• **ARTICLE**:
I don't go after thin super great looking women. I know they won't like me.

problem is poor, fat, ugly horrible women still think they deserve the best guy.

so what is it that makes women think they deserve way better then what they are or give, and its ok, but men have to accept women for what they are while trying to change everything about themselves and then consider them selves lucky to get a girl?


I commented on your post, not on any other information. The attitude you have in your post, quite frankly, is unattractive. I know you're not gay, and you're not my type anyways, but from a potential partner perspective: I would not consider dating you. You're negative, blame others for your problems, whine about the realities of the world instead of rising to the challenge to be a better you and get what you want out of life & be happy.

• **DATASET ROWS**:
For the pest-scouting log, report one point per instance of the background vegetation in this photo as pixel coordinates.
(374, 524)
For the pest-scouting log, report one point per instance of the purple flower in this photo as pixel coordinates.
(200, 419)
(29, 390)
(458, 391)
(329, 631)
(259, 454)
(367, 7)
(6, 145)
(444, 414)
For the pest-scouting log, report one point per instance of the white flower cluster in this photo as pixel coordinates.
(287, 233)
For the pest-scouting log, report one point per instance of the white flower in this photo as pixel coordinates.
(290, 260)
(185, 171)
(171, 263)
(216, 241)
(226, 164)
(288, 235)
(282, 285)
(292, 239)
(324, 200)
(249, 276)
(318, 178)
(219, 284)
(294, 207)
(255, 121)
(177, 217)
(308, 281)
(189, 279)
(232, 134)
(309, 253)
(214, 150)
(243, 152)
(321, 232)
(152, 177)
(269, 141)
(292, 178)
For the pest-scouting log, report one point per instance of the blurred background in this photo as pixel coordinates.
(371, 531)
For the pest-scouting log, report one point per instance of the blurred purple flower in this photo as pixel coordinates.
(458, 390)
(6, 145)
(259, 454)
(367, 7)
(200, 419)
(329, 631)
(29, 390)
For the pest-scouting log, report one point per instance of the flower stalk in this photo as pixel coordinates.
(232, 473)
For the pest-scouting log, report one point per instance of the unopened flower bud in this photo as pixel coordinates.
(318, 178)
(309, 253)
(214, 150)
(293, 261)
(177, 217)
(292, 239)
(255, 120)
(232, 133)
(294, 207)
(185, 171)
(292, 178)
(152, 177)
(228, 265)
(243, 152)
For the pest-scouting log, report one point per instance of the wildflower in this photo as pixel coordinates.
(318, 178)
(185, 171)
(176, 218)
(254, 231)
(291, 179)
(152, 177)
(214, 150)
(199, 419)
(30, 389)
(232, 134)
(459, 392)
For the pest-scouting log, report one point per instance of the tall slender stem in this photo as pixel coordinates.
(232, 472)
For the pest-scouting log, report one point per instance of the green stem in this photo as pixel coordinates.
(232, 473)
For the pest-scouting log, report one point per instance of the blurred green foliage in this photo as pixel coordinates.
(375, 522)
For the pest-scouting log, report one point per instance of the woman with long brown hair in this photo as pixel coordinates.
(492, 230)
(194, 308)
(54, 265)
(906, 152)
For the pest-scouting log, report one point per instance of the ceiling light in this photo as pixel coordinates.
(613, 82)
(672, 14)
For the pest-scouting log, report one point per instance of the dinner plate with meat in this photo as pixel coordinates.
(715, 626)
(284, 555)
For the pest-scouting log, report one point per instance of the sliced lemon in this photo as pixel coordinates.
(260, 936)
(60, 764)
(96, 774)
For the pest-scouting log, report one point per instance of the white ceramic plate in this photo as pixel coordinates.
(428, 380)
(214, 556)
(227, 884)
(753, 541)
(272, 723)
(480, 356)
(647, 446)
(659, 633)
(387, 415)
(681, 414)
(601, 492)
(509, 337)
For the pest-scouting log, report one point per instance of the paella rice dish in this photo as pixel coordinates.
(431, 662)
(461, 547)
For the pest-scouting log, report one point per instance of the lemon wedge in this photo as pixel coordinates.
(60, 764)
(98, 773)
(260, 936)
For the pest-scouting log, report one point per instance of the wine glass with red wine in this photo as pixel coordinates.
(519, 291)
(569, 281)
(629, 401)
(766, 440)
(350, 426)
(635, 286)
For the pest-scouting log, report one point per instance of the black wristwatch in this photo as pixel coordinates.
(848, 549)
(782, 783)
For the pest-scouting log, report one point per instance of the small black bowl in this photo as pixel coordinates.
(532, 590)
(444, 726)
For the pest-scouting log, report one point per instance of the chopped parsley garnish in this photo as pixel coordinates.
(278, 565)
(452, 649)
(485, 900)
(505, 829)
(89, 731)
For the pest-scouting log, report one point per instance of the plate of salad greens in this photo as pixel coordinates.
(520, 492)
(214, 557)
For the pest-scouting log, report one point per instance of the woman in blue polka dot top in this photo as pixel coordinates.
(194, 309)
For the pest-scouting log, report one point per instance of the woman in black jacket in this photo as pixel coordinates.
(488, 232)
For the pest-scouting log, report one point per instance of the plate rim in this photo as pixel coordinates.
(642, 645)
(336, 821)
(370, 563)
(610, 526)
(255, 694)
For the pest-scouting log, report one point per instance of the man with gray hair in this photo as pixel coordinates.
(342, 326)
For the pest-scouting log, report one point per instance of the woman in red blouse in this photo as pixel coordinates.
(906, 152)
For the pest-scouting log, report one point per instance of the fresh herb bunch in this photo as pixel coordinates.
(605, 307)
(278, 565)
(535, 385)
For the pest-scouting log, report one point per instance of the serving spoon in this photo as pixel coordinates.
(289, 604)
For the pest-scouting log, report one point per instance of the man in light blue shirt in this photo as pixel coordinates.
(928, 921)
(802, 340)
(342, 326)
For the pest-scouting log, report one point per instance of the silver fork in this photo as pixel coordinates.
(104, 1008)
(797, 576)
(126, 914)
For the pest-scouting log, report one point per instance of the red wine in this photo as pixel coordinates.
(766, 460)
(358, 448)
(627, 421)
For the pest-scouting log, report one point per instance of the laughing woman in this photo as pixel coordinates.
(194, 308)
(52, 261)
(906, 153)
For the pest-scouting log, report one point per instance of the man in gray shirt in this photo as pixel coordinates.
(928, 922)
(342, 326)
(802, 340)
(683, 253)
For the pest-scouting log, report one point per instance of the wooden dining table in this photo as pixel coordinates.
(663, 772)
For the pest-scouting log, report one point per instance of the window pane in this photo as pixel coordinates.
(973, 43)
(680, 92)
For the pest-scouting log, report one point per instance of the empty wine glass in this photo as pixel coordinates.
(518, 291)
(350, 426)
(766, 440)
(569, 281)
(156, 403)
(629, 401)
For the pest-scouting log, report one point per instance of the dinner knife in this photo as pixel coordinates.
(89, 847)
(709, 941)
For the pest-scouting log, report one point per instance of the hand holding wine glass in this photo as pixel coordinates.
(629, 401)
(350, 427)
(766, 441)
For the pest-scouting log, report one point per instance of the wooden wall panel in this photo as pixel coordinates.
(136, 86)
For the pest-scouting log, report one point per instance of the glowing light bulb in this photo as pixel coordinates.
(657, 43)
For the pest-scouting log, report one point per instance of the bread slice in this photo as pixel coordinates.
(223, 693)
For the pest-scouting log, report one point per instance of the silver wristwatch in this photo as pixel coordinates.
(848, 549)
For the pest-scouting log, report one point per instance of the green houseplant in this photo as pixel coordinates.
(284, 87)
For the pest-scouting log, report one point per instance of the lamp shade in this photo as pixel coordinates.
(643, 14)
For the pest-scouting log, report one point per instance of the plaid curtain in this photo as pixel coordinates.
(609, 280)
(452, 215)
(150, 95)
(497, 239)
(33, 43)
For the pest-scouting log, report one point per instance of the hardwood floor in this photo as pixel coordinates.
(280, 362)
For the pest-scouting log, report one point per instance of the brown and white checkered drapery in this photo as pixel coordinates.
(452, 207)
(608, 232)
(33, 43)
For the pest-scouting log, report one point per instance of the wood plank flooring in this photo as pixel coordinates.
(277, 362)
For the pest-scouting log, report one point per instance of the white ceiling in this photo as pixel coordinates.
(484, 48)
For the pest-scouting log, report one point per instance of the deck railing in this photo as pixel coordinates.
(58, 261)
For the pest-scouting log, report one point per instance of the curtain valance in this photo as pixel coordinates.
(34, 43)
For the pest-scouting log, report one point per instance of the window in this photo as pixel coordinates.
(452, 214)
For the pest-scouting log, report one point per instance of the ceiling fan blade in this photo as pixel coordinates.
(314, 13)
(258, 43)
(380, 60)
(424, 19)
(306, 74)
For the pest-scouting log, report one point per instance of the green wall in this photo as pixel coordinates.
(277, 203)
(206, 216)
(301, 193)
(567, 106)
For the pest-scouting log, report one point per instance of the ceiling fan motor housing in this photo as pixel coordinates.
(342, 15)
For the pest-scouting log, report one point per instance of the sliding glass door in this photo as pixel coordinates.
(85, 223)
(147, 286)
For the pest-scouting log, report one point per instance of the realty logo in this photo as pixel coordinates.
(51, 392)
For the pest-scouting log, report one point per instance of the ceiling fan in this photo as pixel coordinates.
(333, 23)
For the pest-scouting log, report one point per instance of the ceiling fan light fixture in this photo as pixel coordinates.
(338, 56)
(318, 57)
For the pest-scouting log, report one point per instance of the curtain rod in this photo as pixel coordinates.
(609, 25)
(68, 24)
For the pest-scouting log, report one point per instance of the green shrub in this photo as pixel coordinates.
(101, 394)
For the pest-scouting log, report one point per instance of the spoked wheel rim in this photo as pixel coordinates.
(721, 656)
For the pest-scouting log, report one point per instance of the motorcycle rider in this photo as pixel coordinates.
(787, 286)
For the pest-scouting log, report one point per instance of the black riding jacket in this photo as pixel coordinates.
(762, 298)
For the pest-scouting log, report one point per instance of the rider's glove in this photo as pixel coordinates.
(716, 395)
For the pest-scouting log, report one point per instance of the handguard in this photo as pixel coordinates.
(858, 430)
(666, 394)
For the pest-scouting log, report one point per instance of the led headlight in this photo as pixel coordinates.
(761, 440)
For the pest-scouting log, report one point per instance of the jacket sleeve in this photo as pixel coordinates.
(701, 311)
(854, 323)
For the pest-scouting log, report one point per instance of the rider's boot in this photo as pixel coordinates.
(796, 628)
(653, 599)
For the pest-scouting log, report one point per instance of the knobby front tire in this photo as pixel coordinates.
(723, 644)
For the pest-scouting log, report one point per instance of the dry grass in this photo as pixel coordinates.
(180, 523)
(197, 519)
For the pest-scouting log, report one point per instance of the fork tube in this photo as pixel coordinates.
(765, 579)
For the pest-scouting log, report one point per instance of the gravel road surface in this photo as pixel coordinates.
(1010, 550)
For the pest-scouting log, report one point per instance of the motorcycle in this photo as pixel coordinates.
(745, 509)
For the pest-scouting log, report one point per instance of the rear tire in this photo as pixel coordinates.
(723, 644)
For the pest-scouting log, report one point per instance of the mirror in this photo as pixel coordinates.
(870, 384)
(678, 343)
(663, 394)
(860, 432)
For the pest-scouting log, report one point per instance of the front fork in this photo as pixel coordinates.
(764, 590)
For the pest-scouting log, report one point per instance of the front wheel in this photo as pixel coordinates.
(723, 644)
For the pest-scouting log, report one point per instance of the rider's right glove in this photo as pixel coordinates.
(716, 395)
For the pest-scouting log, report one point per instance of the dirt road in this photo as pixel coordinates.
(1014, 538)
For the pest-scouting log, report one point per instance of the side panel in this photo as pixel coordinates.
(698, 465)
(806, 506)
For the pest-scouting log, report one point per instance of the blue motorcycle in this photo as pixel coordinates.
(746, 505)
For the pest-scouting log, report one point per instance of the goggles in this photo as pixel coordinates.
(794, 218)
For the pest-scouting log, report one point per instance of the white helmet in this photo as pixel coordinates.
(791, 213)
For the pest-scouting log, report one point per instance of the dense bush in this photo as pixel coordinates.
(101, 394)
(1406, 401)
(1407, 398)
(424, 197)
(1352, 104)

• **GIVEN EXERCISE**:
Write out, word for word, the part of the dating thread from "I don't go after" up to and including "get a girl?". You won't need the listing here.

• **WRITTEN SOLUTION**:
I don't go after thin super great looking women. I know they won't like me.

problem is poor, fat, ugly horrible women still think they deserve the best guy.

so what is it that makes women think they deserve way better then what they are or give, and its ok, but men have to accept women for what they are while trying to change everything about themselves and then consider them selves lucky to get a girl?